Objective.
Starting at the line below that contains "[locate] knife blade", print each line through the end of the records exactly as it appears.

(Pointing and labeling entries)

--------------------

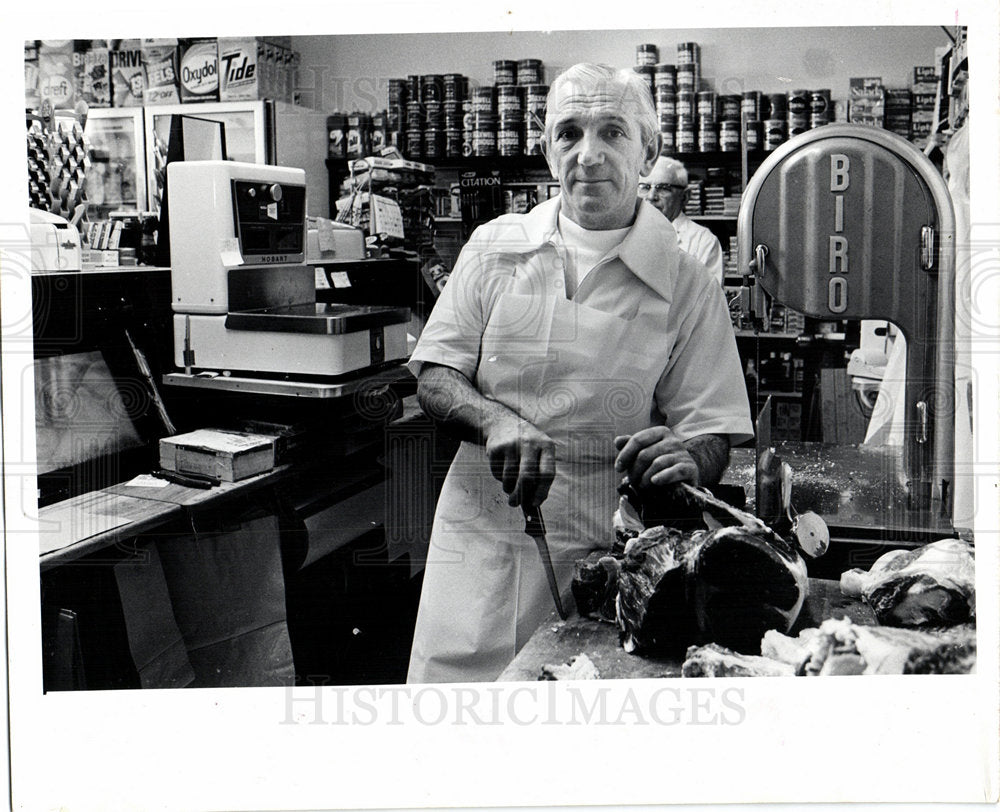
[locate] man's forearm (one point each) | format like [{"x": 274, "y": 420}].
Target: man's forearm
[
  {"x": 450, "y": 399},
  {"x": 711, "y": 454}
]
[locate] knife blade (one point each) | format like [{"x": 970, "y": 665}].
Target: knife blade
[{"x": 534, "y": 526}]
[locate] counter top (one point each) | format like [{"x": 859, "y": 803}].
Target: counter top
[{"x": 556, "y": 641}]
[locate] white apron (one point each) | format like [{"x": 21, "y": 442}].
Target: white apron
[{"x": 582, "y": 376}]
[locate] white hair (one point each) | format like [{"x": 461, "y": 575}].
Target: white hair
[
  {"x": 674, "y": 167},
  {"x": 628, "y": 85}
]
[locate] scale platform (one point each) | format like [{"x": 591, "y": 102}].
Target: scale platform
[
  {"x": 317, "y": 318},
  {"x": 363, "y": 381}
]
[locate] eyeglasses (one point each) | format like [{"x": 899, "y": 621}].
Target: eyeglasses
[{"x": 661, "y": 188}]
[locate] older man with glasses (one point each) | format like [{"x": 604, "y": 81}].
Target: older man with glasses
[{"x": 666, "y": 188}]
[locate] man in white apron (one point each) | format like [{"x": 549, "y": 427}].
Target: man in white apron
[
  {"x": 572, "y": 345},
  {"x": 666, "y": 188}
]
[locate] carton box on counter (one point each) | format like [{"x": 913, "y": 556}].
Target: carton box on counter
[
  {"x": 199, "y": 70},
  {"x": 56, "y": 74},
  {"x": 128, "y": 79},
  {"x": 226, "y": 455},
  {"x": 91, "y": 60},
  {"x": 159, "y": 63},
  {"x": 32, "y": 96}
]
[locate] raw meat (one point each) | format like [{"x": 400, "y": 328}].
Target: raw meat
[
  {"x": 595, "y": 585},
  {"x": 934, "y": 585},
  {"x": 843, "y": 647},
  {"x": 578, "y": 667},
  {"x": 715, "y": 661}
]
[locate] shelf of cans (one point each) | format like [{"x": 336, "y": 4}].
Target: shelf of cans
[
  {"x": 693, "y": 119},
  {"x": 435, "y": 116}
]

--------------------

Output below.
[locate] knife blade (one point each) | format like [{"x": 970, "y": 665}].
Target: knife blade
[{"x": 534, "y": 526}]
[locate] counter top (one point each) | format like [{"x": 859, "y": 803}].
Target: counter top
[{"x": 556, "y": 641}]
[locate] white apron (one point each) | format like [{"x": 21, "y": 442}].
Target: white apron
[{"x": 582, "y": 376}]
[locate] white hair (one point each) | format like [{"x": 461, "y": 575}].
Target: white hair
[
  {"x": 674, "y": 167},
  {"x": 628, "y": 85}
]
[locate] scale platform (one point each) | format like [{"x": 591, "y": 102}].
Target: scale platform
[
  {"x": 317, "y": 318},
  {"x": 363, "y": 381}
]
[locate] eyeglasses (one point each) | format like [{"x": 899, "y": 621}].
Target: eyeglasses
[{"x": 661, "y": 188}]
[locate] older man with glasses (one point each) | format like [{"x": 604, "y": 81}].
Target: older man with glasses
[{"x": 666, "y": 188}]
[locate] man in white apron (one point each) | format like [{"x": 549, "y": 427}].
Target: man in white apron
[
  {"x": 572, "y": 345},
  {"x": 666, "y": 188}
]
[locate] carton box on counter (one point each) | format like [{"x": 913, "y": 556}].
Target: carton box on counter
[
  {"x": 199, "y": 70},
  {"x": 56, "y": 74},
  {"x": 128, "y": 79},
  {"x": 226, "y": 455},
  {"x": 91, "y": 60},
  {"x": 159, "y": 63},
  {"x": 32, "y": 96}
]
[locate] raw meat (one point each) | format like [{"x": 400, "y": 328}].
Target: raw meat
[
  {"x": 595, "y": 585},
  {"x": 934, "y": 585},
  {"x": 843, "y": 647},
  {"x": 578, "y": 667},
  {"x": 715, "y": 661}
]
[locate] shelf of cans (one point each) | format like [{"x": 336, "y": 4}].
Target: shelf of cans
[
  {"x": 693, "y": 119},
  {"x": 435, "y": 116}
]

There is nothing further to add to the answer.